▶ _TASK BRIEF_:
Every entry, from the first to the last, should be written out exactly.

════════════════════

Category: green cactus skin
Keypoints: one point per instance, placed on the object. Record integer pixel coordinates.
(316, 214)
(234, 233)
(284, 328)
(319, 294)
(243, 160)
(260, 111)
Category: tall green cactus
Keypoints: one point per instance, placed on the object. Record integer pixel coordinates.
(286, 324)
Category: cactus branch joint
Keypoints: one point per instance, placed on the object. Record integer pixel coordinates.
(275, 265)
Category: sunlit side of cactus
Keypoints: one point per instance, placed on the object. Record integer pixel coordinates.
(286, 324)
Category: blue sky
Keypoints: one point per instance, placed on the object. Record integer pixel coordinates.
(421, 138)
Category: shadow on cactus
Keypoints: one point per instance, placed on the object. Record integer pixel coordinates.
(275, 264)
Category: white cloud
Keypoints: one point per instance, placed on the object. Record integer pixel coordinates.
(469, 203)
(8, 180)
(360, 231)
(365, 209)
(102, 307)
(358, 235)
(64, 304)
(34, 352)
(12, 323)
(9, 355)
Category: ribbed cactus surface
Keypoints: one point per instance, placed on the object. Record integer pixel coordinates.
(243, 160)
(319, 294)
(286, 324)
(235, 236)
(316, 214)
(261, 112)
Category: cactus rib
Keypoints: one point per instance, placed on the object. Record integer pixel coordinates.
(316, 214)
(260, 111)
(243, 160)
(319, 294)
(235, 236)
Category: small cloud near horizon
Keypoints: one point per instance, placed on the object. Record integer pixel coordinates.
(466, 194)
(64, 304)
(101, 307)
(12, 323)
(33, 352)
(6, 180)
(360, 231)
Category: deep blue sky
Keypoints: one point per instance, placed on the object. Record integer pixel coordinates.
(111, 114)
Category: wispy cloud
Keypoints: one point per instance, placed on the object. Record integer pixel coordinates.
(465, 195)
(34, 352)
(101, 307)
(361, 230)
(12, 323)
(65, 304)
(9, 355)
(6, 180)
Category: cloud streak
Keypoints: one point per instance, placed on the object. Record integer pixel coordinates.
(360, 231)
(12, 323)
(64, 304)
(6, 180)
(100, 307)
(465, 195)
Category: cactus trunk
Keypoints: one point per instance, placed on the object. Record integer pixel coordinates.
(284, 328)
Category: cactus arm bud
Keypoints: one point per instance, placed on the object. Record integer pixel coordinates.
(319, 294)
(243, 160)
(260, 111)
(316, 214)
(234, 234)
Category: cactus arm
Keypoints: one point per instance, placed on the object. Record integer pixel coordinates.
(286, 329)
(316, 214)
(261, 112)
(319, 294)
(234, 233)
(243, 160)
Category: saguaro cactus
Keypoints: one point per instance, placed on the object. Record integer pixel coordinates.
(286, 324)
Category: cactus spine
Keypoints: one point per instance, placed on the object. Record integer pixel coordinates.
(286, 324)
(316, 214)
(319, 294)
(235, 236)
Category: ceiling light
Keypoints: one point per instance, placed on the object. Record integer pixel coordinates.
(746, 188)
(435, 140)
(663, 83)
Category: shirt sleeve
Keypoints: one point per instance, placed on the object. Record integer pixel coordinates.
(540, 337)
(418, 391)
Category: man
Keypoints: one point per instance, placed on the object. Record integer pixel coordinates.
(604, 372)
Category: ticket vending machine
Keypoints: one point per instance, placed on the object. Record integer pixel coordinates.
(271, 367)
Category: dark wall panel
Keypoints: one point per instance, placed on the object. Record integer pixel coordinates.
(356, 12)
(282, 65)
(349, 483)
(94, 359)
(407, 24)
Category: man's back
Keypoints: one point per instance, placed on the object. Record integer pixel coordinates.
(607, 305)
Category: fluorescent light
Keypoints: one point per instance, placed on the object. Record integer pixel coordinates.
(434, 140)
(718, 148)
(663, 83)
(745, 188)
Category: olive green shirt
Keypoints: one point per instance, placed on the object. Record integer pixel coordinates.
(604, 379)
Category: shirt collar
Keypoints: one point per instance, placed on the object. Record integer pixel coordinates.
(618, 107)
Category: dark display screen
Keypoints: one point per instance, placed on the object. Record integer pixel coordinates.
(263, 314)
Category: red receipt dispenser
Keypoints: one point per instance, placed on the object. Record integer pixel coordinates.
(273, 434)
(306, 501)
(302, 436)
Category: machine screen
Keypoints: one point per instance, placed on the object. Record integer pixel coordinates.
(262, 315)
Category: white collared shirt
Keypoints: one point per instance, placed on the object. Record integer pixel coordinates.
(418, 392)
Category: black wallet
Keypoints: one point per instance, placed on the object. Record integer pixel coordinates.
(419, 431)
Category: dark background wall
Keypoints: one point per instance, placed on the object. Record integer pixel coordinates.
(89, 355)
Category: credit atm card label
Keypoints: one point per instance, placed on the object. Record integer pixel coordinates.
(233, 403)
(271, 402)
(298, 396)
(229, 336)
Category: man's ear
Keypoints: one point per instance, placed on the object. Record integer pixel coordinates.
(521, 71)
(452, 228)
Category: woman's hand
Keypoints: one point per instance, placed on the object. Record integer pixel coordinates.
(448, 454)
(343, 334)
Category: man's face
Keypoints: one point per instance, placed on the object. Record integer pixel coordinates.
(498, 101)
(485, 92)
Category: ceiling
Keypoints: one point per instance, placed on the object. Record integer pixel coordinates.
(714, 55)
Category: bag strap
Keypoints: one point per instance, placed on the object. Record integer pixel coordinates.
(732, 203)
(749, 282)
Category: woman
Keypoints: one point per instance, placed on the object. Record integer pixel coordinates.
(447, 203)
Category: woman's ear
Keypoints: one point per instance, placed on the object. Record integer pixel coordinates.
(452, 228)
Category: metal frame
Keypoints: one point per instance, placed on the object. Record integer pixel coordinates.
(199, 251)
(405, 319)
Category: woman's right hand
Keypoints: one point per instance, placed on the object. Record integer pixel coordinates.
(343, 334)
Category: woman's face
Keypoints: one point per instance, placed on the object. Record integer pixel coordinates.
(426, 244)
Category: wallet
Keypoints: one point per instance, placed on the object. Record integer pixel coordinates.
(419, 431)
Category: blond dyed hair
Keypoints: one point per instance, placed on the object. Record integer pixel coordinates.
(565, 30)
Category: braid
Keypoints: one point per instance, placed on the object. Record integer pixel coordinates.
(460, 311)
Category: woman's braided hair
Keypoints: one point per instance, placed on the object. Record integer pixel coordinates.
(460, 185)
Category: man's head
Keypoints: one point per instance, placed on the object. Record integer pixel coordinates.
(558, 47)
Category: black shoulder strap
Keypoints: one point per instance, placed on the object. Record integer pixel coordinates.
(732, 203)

════════════════════

▶ _PROBLEM SOLUTION_:
Category: green cactus skin
Keypoints: one point per instance, placed on the object. Record integer pixel coordinates.
(316, 214)
(234, 233)
(284, 328)
(319, 294)
(243, 160)
(260, 111)
Category: tall green cactus
Keypoints: one point per instance, placed on the object. Record integer pixel coordinates.
(286, 324)
Category: cactus branch joint
Keypoints: one point per instance, placed on the object. Record integer pixel coordinates.
(275, 265)
Category: sunlit side of cactus
Keypoints: one point per instance, placed on the object. Record integer pixel coordinates.
(286, 324)
Category: blue sky
Keypoints: one point per instance, placed on the object. Record integer pixel coordinates.
(421, 138)
Category: shadow on cactus
Keypoints: one point per instance, placed on the object. Record integer pixel coordinates.
(275, 264)
Category: white cloud
Keypoints: one point per instance, placed on the object. Record integer pixel coordinates.
(469, 203)
(8, 180)
(360, 231)
(365, 209)
(102, 307)
(358, 235)
(64, 304)
(34, 352)
(12, 323)
(9, 355)
Category: ribbed cactus surface
Keypoints: one point per instance, placed on the object. Record integer pixel coordinates.
(243, 160)
(319, 294)
(286, 324)
(235, 236)
(316, 214)
(261, 112)
Category: cactus rib
Keypoints: one point per instance, placed on the object. Record integer pixel coordinates.
(316, 214)
(260, 111)
(243, 160)
(319, 294)
(235, 236)
Category: small cloud near horizon
Keypoints: one point per instance, placed on the object. Record integer pixel coordinates.
(466, 194)
(64, 304)
(101, 307)
(12, 323)
(33, 352)
(6, 180)
(360, 231)
Category: deep blue sky
Keypoints: one point per instance, placed on the object. Record integer pixel coordinates.
(111, 114)
Category: wispy cloud
Keypoints: one point per instance, placed on the object. Record integer pixel coordinates.
(465, 195)
(34, 352)
(101, 307)
(361, 230)
(12, 323)
(65, 304)
(9, 355)
(6, 180)
Category: cloud streak
Keypoints: one point per instance, placed on the object. Record integer pixel coordinates.
(360, 231)
(12, 323)
(64, 304)
(6, 180)
(100, 307)
(465, 195)
Category: cactus trunk
Keypoints: one point per instance, placed on the object. Record integer pixel coordinates.
(284, 328)
Category: cactus arm bud
Keypoints: one point per instance, placed on the object. Record integer pixel coordinates.
(319, 294)
(243, 160)
(260, 111)
(316, 214)
(234, 234)
Category: cactus arm
Keypoints: one point per instance, placed on the object. Record integer pixel coordinates.
(286, 329)
(316, 214)
(261, 112)
(319, 294)
(234, 233)
(243, 160)
Category: saguaro cactus
Keypoints: one point per instance, placed on the object. Record integer pixel coordinates.
(286, 324)
Category: cactus spine
Keypoints: one point per instance, placed on the object. Record integer pixel coordinates.
(286, 324)
(316, 214)
(319, 294)
(235, 236)
Category: ceiling light
Keypoints: one point per instance, placed on the object. Record integer pixel coordinates.
(746, 188)
(435, 140)
(663, 83)
Category: shirt sleeve
Keypoints: one point per instance, placed on the object. Record integer pixel coordinates.
(540, 337)
(418, 391)
Category: man
Keypoints: one point per instance, placed on the object. Record integer pixel coordinates.
(604, 372)
Category: ticket vending machine
Keypoints: one point per instance, placed on the object. Record integer pixel coordinates.
(271, 367)
Category: dark wall panel
Keypoints: one point per instance, placed on the object. Record integer pixel coordinates.
(356, 12)
(282, 65)
(349, 483)
(94, 359)
(407, 24)
Category: man's back
Keypoints: one point per instance, placed on the object. Record integer pixel coordinates.
(607, 305)
Category: fluorescent light
Keypoints: one point per instance, placed on the object. Record integer pixel coordinates.
(434, 140)
(718, 148)
(663, 83)
(745, 188)
Category: olive green shirt
Keypoints: one point per instance, placed on the object. Record integer pixel coordinates.
(604, 379)
Category: shirt collar
Keypoints: one point per instance, placed on the object. Record integer pixel coordinates.
(618, 107)
Category: dark display screen
Keypoints: one point per instance, placed on the object. Record integer pixel coordinates.
(263, 314)
Category: red receipt dispenser
Keypoints: one point per instance, placed on the object. Record integer pixel coordinates.
(273, 434)
(306, 501)
(302, 436)
Category: machine screen
Keypoints: one point per instance, placed on the object. Record integer pixel coordinates.
(262, 315)
Category: white collared shirt
Keypoints: one point per instance, placed on the object. Record integer pixel coordinates.
(418, 392)
Category: black wallet
Keypoints: one point per instance, placed on the object. Record integer pixel coordinates.
(419, 431)
Category: dark background wall
Keypoints: one point per instance, placed on the object. Record integer pixel coordinates.
(89, 355)
Category: credit atm card label
Keypoints: one point per instance, placed on the object. Record integer pixel coordinates.
(233, 403)
(271, 402)
(298, 396)
(229, 336)
Category: man's ear
Keypoints: one point per instance, placed on the object. Record integer pixel coordinates.
(521, 71)
(452, 228)
Category: woman's hand
Keypoints: one point per instance, placed on the object. Record integer pixel coordinates.
(448, 454)
(343, 334)
Category: man's face
Keypoints: one point per instance, placed on the object. Record integer pixel coordinates.
(498, 101)
(485, 92)
Category: ceiling
Keypoints: one point per instance, placed on the object. Record integer pixel coordinates.
(714, 55)
Category: bag strap
Keypoints: one point per instance, placed on the object. Record integer pixel coordinates.
(732, 203)
(749, 282)
Category: woman
Keypoints: one point per instance, placed on the object. Record integer pixel coordinates.
(447, 203)
Category: woman's ear
Keypoints: one point per instance, placed on the object. Record integer pixel coordinates.
(452, 228)
Category: metal frame
Keypoints: one point per instance, placed on the object. Record integer pixel coordinates.
(199, 251)
(405, 319)
Category: woman's right hand
Keypoints: one point per instance, placed on the object. Record integer pixel coordinates.
(343, 334)
Category: woman's face
Keypoints: one point per instance, placed on the object. Record integer pixel coordinates.
(426, 244)
Category: wallet
Keypoints: one point per instance, placed on the object. Record integer pixel coordinates.
(419, 431)
Category: blond dyed hair
Keypoints: one point per instance, placed on the object. Record integer pixel coordinates.
(565, 30)
Category: braid
Keypoints: one point per instance, placed on the object. Record integer pixel coordinates.
(460, 311)
Category: woman's braided hair
Keypoints: one point per instance, placed on the object. Record integer pixel coordinates.
(460, 185)
Category: man's head
Keypoints: one point per instance, placed on the object. Record integer pixel coordinates.
(558, 47)
Category: black shoulder strap
Keypoints: one point per instance, placed on the object. Record integer pixel coordinates.
(732, 203)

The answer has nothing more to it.